## TASK INSTRUCTIONS:
According to the newsletter on long-term support for Java, which company took over the jdk11u update fork?

## DOCUMENT EXCERPT:
________
I wanted to send this on Sunday. It’s still Sunday (where I’m at), so here it goes. Less than what I aimed for but the important parts are there: A thorough (I hope) discussion of long-term support and an invitation to come to Accento (now online and free).

I send this newsletter out some Sundays. Or other days. Sometimes not for weeks. But as an actual email. So, subscribe!

Long-term support for Java

Once you dig into it, support — short or long term — is a surprisingly complex topic. It involves the OpenJDK, various companies and their commercial offerings as well as volunteer projects and contributors, and often the same people wear different hats at different times of the day. It also involves money and fame, which makes it a touchy topic, too. To top it off, the term itself is pretty vague and means different things to different people.

That I work for Oracle doesn’t make things simpler, but this newsletter is my hobby: I write it in my own time and send it once it’s done. Nobody proof-read or fact-checked this, which means (a) I may be wrong about some things, (b) you shouldn’t make any decisions solely based on what I write (see it as input for further research), and (c) this is not Oracle’s position or any of my colleagues’ opinion on the matter (well, it might be, but I don’t know).

With all of that out of the way, let’s get into it. While reading on, keep in mind what I said about the vagueness of support — I’ll come back to it toward the end.

Support in OpenJDK

To start, remember that OpenJDK is a project and a code base, but no runtime or binary. You can’t ever run OpenJDK, you can only run somebody’s build of OpenJDK. For example, you’ll find Oracle’s OpenJDK build at jdk.java.net and Adoptium’s at adoptium.net. Here’s how the OpenJDK project manages its forks and fixes for any given release:

  • the jdk repo is the mainline where all principal development takes place — it is governed by OpenJDK under Oracle’s leadership
  • about three months before the release of Java N, the mainline is forked to the repo jdkN — it is governed by the OpenJDK release process under Oracle’s leadership
  • a few weeks before the release, this repo gets forked again into the update fork jdkNu — this is the interesting one because …
  • when version N is released, jdkN is archived and will no longer see any changes
Discussion of the OpenJDK release process starts at 5:49

That means, after N’s release, support for it happens in jdkNu. So who’s in charge of these update forks? For the first six months, Oracle leads the community effort and prepares two update releases N.0.1 and N.0.2, patched with relevant security patches and bug fixes. After that, it steps down, so it can focus on updating the next feature release, and another company or community can take up the mantle. For example, Red Hat took over jdk11u and Azul took over jdk13u and jdk15u. Other forks, like jdk14u, may see no further development.

Even with jdkNu in charge of fixing bugs in Java N, much of that work still happens in jdk. Bugs often exist in the main line as well and are usually fixed there first before getting merged into the relevant update forks. In fact, much of the work on these forks is carefully evaluating which bugs should be fixed and merge the existing fixes from the main line — this may be a as trivial as a simple cherry-pick but if the development lines diverged in the mean time, it may just as well be Proper Software Development.
________
## DATA EXCERPTS:
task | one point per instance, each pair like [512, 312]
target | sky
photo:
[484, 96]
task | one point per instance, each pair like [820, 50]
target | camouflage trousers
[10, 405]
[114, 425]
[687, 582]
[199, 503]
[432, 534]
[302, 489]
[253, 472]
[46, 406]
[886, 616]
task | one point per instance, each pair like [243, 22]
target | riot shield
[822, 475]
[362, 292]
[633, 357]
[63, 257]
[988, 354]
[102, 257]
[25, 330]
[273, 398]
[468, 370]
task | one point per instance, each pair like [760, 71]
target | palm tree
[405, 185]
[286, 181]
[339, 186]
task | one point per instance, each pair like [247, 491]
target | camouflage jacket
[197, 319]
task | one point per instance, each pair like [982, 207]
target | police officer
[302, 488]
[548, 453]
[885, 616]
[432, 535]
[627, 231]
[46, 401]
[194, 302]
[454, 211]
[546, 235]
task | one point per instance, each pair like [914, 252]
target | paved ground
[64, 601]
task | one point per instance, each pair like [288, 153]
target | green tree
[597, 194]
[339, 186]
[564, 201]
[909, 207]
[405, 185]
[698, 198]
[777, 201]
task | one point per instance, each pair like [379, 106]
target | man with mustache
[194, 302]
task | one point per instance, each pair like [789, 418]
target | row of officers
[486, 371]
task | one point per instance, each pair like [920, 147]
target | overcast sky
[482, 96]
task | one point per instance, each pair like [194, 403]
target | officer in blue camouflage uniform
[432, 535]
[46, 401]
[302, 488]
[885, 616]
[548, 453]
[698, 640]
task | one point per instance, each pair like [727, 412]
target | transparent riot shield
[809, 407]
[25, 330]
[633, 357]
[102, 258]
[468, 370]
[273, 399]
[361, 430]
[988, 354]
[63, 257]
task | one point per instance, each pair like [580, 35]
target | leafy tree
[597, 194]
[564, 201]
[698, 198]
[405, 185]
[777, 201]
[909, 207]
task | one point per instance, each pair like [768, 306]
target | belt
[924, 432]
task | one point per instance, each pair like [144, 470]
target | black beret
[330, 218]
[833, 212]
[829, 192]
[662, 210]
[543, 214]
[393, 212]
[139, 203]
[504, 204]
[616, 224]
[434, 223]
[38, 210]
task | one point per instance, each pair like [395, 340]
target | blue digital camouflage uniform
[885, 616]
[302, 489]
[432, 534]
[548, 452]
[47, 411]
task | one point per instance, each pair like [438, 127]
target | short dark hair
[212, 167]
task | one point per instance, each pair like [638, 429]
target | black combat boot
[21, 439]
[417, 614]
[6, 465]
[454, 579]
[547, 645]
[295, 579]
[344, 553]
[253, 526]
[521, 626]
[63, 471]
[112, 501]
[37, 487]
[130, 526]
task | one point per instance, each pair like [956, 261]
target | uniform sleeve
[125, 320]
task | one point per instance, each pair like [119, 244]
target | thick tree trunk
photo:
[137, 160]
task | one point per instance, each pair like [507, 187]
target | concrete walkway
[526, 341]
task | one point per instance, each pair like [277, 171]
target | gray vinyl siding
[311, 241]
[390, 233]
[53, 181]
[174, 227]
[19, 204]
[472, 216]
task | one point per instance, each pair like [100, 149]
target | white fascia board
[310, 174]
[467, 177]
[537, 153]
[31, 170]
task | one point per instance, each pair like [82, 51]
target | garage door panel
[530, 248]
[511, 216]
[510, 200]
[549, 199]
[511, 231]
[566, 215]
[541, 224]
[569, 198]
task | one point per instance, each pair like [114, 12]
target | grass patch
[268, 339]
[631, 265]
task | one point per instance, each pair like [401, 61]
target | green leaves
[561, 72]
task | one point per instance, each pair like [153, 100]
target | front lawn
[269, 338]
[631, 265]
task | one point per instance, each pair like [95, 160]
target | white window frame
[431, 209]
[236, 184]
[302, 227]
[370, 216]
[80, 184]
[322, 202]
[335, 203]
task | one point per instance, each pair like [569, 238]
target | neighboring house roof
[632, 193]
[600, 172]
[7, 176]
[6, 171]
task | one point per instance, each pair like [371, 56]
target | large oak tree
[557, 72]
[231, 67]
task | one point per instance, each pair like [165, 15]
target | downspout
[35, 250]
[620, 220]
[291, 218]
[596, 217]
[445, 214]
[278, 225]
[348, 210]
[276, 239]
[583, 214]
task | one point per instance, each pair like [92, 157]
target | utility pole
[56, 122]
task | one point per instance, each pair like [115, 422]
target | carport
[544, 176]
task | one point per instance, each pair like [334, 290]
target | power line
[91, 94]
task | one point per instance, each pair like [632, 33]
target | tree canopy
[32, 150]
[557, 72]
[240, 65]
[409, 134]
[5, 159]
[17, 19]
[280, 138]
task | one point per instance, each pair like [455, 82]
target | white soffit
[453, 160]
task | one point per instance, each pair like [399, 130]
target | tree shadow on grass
________
## WRITTEN ANSWER:
Red Hat